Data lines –
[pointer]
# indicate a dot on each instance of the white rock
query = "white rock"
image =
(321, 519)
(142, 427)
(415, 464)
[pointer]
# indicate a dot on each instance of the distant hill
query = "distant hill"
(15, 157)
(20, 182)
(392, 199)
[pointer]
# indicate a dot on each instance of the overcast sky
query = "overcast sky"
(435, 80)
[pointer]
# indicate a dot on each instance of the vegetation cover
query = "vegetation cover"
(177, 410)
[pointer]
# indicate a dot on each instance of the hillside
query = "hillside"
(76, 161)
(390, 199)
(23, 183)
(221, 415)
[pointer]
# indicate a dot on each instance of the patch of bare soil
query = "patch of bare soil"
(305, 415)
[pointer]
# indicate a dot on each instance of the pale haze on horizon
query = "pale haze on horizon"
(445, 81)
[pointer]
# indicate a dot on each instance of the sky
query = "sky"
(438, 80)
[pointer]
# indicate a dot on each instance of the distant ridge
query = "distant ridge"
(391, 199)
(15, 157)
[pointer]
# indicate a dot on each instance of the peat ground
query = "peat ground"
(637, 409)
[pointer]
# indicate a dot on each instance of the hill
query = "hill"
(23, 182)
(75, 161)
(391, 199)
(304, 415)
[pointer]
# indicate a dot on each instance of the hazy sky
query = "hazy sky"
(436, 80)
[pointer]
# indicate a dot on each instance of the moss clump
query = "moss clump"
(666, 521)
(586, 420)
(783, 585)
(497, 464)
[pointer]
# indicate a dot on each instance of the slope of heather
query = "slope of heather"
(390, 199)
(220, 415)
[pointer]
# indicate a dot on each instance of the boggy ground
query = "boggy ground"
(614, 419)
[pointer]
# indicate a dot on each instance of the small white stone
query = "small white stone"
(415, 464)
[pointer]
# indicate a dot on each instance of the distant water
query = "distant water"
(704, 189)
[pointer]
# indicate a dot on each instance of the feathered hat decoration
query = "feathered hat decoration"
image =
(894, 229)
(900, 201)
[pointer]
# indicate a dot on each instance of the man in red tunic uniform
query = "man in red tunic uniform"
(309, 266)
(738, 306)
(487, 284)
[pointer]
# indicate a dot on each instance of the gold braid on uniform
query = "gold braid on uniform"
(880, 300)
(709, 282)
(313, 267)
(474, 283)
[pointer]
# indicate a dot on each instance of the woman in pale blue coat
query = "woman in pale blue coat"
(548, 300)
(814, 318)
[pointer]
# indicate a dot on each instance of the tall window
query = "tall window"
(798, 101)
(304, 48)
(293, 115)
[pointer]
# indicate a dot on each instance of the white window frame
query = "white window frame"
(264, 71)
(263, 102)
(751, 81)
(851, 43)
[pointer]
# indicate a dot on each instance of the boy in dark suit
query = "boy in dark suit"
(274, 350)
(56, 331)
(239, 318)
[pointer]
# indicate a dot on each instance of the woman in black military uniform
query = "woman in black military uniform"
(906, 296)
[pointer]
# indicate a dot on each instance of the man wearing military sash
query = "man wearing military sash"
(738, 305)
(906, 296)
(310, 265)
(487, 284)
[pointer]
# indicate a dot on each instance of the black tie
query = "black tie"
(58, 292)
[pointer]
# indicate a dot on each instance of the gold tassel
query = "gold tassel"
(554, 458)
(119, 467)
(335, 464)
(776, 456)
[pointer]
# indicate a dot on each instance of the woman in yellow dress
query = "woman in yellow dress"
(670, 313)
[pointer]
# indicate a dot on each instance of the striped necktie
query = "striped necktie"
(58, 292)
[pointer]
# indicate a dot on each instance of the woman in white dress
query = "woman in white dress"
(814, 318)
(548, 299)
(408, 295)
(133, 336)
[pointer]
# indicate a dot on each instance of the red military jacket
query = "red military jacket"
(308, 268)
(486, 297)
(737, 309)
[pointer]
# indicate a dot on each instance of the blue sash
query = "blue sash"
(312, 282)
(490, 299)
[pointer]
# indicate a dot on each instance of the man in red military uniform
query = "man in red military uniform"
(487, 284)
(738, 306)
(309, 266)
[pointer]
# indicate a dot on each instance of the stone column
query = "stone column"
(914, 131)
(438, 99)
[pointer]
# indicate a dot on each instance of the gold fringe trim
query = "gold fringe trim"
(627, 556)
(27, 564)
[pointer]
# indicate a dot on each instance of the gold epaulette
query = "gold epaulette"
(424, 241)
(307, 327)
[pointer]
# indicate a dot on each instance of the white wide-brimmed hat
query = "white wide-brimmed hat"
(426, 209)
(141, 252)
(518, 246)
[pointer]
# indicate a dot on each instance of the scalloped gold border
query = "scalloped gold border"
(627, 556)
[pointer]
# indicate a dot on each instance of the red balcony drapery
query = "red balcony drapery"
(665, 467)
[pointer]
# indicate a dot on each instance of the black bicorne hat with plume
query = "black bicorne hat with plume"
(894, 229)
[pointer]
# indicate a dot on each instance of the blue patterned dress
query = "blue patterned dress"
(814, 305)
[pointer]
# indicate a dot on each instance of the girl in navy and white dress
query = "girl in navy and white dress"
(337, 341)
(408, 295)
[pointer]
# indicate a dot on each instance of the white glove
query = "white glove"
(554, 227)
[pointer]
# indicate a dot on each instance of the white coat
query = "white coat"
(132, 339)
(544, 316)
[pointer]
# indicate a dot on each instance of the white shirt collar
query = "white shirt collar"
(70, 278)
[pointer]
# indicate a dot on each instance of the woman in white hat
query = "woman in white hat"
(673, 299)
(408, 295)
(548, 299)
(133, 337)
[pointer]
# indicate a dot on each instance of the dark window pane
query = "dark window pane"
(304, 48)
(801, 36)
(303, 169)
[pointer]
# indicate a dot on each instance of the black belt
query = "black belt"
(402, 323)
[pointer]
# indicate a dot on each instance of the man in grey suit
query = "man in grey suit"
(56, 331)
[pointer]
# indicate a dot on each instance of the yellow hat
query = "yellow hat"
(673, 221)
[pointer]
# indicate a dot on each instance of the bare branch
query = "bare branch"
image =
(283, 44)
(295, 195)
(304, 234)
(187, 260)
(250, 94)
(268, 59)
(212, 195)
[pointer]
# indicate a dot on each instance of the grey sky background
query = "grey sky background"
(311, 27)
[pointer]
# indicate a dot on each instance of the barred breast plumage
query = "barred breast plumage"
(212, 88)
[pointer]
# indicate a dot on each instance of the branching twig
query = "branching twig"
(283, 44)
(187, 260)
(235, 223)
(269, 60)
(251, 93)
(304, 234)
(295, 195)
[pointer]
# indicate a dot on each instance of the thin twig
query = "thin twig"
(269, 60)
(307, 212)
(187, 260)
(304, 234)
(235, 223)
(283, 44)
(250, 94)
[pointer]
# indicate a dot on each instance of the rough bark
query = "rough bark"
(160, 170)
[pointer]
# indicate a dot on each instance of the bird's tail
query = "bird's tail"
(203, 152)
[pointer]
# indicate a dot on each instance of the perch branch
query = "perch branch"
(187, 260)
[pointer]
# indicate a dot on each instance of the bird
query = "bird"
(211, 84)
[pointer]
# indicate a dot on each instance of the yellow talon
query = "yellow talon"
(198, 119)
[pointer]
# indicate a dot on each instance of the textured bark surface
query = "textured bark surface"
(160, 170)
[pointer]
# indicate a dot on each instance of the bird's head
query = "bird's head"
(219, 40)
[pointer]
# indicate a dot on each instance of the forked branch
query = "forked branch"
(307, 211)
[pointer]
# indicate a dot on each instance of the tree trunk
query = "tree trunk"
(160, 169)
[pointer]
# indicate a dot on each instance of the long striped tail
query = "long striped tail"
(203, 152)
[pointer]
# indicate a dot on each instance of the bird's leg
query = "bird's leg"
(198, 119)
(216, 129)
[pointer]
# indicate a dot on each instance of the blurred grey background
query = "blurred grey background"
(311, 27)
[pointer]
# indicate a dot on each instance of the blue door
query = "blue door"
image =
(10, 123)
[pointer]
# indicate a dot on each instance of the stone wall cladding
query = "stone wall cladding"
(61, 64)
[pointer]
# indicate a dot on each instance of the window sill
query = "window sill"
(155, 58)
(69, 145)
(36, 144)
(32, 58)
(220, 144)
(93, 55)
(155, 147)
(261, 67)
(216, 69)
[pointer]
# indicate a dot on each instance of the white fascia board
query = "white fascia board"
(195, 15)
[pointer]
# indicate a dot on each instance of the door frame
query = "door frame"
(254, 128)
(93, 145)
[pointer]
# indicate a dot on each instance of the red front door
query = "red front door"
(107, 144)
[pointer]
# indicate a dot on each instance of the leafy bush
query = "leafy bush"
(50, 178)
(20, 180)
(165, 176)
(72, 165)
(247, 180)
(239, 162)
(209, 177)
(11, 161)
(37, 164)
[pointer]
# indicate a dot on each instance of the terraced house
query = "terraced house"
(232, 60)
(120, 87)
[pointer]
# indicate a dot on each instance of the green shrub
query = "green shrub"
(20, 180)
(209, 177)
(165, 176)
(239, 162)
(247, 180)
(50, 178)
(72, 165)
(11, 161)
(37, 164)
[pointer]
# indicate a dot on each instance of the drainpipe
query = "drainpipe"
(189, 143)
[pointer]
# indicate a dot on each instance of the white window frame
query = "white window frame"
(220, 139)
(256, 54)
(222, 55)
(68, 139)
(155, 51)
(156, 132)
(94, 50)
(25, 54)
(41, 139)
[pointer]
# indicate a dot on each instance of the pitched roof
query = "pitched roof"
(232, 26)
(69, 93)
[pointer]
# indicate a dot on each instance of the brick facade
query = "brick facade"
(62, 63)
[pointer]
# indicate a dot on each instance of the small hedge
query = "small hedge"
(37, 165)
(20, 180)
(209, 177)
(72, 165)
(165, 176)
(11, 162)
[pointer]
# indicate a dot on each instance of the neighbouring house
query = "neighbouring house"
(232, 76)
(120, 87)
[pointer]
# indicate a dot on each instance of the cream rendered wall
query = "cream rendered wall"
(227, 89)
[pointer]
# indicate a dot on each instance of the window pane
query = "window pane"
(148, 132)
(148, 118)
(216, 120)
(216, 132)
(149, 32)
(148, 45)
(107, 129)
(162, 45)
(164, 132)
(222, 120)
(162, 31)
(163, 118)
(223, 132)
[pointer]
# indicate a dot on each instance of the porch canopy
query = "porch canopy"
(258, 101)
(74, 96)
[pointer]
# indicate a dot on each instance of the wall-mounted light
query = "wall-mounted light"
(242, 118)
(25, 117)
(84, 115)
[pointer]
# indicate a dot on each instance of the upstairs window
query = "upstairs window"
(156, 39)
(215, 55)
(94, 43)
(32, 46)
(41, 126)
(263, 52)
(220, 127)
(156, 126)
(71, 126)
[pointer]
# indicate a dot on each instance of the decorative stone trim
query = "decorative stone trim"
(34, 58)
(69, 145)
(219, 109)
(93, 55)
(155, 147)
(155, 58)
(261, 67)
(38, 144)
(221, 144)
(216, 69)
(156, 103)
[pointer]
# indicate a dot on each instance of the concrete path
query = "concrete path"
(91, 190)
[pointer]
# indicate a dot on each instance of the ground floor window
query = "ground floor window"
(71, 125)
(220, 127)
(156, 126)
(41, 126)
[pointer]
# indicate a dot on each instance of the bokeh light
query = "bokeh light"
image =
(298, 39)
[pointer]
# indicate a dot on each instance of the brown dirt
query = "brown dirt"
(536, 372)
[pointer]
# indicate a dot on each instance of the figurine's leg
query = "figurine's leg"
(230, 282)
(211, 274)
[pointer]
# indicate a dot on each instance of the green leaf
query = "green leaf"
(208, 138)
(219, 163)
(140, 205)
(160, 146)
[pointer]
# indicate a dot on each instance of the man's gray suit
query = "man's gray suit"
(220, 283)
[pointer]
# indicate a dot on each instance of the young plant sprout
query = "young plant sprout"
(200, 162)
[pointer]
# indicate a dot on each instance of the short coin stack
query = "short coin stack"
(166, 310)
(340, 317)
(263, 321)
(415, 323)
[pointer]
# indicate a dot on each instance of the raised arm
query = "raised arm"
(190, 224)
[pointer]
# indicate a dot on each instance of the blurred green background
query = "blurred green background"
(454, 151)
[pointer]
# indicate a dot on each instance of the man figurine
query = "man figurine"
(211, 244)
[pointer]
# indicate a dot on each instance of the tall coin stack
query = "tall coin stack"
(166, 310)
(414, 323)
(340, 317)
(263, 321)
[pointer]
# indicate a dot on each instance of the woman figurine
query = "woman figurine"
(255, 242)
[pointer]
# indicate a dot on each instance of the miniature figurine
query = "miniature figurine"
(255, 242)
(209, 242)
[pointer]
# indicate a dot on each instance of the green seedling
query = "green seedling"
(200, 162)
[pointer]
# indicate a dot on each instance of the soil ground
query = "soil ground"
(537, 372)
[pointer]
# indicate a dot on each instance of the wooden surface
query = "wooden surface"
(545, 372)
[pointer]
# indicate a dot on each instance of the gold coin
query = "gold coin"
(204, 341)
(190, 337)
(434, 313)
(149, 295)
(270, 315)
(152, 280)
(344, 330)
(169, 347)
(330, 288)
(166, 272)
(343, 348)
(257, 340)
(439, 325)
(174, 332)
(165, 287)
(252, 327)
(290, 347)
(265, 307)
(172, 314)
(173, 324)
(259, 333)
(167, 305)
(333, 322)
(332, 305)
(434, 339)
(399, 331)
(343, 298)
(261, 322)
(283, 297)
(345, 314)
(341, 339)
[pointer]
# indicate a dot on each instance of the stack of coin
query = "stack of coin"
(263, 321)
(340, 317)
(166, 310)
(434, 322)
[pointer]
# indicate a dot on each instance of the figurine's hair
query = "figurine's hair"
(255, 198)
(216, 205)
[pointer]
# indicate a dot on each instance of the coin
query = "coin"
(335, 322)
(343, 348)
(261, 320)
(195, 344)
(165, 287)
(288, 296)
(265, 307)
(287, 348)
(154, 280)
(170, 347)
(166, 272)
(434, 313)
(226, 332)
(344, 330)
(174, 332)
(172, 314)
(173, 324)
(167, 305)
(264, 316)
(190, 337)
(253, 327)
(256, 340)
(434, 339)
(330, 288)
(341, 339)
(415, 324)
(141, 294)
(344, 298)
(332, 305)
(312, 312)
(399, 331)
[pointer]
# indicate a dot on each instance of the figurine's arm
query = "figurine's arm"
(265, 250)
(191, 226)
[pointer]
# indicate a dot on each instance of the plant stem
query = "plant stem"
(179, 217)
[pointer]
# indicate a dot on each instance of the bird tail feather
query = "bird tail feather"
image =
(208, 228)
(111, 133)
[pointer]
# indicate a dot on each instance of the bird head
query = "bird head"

AIM OF THE EXERCISE –
Which lines in the material contain the string "trunk"? Pull out every one of them, counting only matches with the same uppercase and lowercase letters.

THE COMPLETED TASK –
# indicate a dot on each instance of the tree trunk
query = "tree trunk"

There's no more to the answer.